CHALLENGE: Which lines of the rows below contain the string "photo", matching case exactly? Select and copy each one.

DATA SUPPLIED:
::::

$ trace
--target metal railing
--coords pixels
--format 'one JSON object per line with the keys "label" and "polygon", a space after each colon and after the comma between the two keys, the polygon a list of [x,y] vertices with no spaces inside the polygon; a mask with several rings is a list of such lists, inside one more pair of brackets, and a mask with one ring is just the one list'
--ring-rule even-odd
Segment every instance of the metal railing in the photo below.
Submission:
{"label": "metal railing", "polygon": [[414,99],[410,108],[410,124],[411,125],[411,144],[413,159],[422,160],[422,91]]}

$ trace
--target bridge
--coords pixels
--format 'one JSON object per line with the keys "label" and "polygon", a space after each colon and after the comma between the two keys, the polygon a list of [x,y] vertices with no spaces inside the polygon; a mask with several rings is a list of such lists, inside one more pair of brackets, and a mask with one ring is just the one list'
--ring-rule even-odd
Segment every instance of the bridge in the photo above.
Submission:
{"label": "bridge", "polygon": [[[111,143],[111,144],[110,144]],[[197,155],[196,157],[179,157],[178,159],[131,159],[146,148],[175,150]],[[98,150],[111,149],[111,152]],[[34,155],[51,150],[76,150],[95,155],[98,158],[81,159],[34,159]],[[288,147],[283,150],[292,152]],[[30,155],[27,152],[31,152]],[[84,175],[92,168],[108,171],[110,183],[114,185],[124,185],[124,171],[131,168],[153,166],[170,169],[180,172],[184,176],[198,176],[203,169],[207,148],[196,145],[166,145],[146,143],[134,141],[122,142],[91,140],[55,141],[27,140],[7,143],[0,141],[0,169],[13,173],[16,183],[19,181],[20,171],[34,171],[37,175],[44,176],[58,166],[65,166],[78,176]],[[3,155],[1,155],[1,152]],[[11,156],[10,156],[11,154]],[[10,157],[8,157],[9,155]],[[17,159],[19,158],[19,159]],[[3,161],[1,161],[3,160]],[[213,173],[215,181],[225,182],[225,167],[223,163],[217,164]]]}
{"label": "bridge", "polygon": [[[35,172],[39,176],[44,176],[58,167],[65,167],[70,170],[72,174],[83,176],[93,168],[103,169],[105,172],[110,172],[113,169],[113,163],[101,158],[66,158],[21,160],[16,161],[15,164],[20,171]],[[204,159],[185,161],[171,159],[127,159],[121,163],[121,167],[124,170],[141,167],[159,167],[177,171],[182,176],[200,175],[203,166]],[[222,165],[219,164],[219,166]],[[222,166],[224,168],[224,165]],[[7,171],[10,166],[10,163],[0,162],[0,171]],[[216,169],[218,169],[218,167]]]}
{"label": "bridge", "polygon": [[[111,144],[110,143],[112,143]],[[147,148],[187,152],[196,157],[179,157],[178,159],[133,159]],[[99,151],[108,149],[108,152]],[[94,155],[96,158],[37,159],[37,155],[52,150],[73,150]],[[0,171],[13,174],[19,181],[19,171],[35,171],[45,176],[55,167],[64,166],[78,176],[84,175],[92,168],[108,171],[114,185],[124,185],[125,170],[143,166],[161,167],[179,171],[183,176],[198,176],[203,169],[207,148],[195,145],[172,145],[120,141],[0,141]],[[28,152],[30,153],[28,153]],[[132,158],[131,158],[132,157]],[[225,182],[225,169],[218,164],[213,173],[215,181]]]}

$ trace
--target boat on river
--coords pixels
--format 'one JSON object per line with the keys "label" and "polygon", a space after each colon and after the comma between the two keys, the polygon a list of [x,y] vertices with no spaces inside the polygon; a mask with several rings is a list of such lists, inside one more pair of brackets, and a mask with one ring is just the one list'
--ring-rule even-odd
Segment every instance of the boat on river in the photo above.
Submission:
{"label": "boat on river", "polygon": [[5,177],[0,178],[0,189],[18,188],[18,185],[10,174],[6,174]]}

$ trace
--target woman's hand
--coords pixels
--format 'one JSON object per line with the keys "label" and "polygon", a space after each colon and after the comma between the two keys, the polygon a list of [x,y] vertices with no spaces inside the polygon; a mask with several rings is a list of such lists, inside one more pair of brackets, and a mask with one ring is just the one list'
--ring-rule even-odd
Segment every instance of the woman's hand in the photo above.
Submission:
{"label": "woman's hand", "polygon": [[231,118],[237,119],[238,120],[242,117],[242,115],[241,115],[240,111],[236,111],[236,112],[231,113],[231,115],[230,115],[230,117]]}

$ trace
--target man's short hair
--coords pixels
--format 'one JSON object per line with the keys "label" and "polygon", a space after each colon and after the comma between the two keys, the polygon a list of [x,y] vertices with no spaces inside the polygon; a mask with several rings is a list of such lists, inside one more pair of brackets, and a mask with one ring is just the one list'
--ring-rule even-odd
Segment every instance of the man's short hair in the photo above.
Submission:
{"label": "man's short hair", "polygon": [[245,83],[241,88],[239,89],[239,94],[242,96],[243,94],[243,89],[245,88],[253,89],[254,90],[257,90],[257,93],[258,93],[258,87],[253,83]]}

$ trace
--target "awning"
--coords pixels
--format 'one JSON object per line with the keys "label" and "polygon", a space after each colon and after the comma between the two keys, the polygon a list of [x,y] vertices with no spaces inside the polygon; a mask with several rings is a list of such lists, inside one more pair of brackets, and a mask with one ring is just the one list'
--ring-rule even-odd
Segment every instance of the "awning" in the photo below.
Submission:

::::

FINISHED ANSWER:
Segment every instance of the metal railing in the photo below.
Segment every instance of the bridge in the photo above.
Segment every instance of the boat on river in the photo above.
Segment every instance of the woman's hand in the photo above.
Segment every instance of the man's short hair in the photo above.
Segment every instance of the "awning" in the photo below.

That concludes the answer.